DATA:
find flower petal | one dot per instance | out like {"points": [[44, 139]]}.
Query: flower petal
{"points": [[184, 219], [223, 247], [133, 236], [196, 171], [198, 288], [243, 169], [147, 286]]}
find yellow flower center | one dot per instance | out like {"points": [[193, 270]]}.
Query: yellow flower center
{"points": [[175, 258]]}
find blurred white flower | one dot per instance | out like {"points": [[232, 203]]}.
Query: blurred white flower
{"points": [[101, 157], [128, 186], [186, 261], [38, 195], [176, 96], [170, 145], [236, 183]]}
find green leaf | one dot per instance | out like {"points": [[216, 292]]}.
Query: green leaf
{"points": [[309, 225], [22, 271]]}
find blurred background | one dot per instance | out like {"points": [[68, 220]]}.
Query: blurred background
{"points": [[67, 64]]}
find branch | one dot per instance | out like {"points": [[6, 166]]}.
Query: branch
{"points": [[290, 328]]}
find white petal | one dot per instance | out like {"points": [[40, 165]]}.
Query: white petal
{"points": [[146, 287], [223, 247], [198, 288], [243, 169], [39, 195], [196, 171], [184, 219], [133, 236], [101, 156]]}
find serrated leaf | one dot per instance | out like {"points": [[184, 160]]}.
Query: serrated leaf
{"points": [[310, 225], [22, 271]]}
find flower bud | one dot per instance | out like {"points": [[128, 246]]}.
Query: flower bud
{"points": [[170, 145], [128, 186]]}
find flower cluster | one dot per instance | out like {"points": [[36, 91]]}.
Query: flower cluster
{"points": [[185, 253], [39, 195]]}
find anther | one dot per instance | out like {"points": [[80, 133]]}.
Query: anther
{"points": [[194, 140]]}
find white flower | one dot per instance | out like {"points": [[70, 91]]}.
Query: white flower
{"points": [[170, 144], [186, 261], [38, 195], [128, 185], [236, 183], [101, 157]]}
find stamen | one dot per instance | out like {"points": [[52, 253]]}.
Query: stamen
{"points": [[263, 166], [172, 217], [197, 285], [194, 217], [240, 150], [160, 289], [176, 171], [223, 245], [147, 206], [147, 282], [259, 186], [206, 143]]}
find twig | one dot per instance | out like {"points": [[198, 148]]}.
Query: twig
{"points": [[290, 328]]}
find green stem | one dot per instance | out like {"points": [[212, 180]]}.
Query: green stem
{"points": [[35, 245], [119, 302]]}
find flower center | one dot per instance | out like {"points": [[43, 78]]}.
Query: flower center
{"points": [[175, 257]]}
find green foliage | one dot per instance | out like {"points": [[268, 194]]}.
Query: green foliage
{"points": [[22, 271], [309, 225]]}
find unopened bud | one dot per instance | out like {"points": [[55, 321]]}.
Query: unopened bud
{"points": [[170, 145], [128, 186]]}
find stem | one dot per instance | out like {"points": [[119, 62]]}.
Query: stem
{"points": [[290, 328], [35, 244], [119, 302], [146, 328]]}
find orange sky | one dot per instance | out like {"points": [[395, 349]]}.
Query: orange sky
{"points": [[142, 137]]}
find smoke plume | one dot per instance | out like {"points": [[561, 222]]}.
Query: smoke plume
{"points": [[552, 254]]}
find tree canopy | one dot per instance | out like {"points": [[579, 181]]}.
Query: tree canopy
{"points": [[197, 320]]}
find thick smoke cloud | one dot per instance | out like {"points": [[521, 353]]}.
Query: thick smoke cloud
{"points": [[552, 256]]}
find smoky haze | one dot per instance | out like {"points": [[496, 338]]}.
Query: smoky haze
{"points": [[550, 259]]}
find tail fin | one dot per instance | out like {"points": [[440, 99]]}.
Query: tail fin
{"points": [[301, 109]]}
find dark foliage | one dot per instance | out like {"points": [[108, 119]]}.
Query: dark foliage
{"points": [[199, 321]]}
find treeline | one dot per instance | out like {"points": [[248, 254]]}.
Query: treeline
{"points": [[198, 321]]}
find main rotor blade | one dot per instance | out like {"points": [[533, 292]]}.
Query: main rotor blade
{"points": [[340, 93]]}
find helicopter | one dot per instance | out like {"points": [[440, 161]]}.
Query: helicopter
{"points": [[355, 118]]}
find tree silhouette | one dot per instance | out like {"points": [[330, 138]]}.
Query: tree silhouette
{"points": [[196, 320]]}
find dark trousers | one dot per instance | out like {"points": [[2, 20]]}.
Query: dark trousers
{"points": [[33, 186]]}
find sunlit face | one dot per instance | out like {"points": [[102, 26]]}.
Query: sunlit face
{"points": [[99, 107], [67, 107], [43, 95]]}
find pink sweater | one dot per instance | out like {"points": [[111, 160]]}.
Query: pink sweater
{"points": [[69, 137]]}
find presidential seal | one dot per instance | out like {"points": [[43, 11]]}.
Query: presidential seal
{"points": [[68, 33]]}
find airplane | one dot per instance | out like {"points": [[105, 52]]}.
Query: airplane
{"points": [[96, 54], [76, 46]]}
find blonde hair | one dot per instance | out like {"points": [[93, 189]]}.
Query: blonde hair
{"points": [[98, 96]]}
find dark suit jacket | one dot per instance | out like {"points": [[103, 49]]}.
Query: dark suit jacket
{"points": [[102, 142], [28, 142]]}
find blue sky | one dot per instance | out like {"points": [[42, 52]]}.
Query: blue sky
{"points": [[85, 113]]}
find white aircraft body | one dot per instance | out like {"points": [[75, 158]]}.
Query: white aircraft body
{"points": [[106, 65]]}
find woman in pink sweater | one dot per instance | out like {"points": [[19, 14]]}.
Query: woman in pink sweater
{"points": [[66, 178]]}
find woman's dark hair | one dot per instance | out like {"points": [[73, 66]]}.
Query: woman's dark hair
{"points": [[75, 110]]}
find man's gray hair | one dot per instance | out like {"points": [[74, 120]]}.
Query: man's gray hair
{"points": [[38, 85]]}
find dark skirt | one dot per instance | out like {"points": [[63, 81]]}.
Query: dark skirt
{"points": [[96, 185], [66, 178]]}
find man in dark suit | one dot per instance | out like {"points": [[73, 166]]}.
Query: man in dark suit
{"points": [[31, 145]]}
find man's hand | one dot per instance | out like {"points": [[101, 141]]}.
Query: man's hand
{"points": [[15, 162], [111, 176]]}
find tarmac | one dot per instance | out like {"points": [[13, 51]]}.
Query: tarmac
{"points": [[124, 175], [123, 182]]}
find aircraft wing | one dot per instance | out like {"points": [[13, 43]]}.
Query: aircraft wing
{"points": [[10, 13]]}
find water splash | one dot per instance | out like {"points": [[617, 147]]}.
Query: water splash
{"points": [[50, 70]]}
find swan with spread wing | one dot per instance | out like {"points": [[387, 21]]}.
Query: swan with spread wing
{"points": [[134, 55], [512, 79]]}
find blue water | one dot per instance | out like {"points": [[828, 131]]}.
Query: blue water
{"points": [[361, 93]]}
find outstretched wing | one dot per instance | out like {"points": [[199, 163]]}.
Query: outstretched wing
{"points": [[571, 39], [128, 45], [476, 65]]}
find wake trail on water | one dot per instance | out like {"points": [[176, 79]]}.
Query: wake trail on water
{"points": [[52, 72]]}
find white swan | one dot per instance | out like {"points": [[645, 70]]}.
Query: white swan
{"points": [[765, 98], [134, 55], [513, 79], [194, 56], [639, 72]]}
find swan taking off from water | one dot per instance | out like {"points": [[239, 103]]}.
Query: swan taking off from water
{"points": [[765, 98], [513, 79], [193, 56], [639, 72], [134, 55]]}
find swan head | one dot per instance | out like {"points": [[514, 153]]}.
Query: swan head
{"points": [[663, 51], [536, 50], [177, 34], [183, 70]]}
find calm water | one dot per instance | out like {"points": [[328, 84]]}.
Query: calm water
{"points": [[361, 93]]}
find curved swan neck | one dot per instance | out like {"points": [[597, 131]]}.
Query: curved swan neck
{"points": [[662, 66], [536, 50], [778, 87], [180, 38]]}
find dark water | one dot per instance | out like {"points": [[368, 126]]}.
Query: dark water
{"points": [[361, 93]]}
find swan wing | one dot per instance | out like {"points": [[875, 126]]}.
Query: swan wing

WHAT THE TASK REQUIRES: Repeat exactly, and only, the lines from the line with "find man's hand" through the end of the listing above, both ends included.

RESPONSE TO THIS TASK:
find man's hand | one dot per instance | out like {"points": [[101, 141]]}.
Query: man's hand
{"points": [[15, 162], [111, 176]]}
find tarmac | one dot per instance | out like {"points": [[13, 51]]}.
Query: tarmac
{"points": [[124, 175], [123, 182]]}
find aircraft wing | one dot per instance | out like {"points": [[13, 43]]}.
Query: aircraft wing
{"points": [[10, 13]]}
find water splash | one dot per instance | out like {"points": [[617, 147]]}.
Query: water splash
{"points": [[50, 70]]}
find swan with spread wing | one dot per instance | out like {"points": [[387, 21]]}.
Query: swan with spread wing
{"points": [[134, 55], [512, 79]]}
find blue water | one dot per instance | out like {"points": [[828, 131]]}.
Query: blue water
{"points": [[361, 93]]}
find outstretched wing | one dot per instance | out like {"points": [[199, 163]]}.
Query: outstretched wing
{"points": [[571, 39], [128, 45], [476, 65]]}
find wake trail on water | one dot per instance | out like {"points": [[176, 79]]}.
Query: wake trail on water
{"points": [[52, 72]]}
find white swan | one dot per instance | out like {"points": [[645, 70]]}.
Query: white swan
{"points": [[765, 98], [134, 55], [513, 79], [194, 56], [639, 72]]}
find swan taking off from water | one dot per instance | out like {"points": [[239, 103]]}.
Query: swan taking off from water
{"points": [[765, 98], [513, 79], [193, 56], [639, 72], [134, 55]]}
find swan head | one dot per instance | out like {"points": [[514, 153]]}.
Query: swan head
{"points": [[663, 51], [536, 50], [177, 34], [183, 70]]}
find calm water | one dot per instance | out like {"points": [[328, 84]]}.
Query: calm water
{"points": [[361, 93]]}
find curved swan neck | one dot per instance | out like {"points": [[597, 131]]}.
Query: curved swan neck
{"points": [[662, 66], [536, 50], [778, 87], [180, 38]]}
find dark water | one dot per instance | out like {"points": [[368, 126]]}.
Query: dark water
{"points": [[361, 93]]}
find swan wing | one dot per instance | out like {"points": [[875, 126]]}.
Query: swan wing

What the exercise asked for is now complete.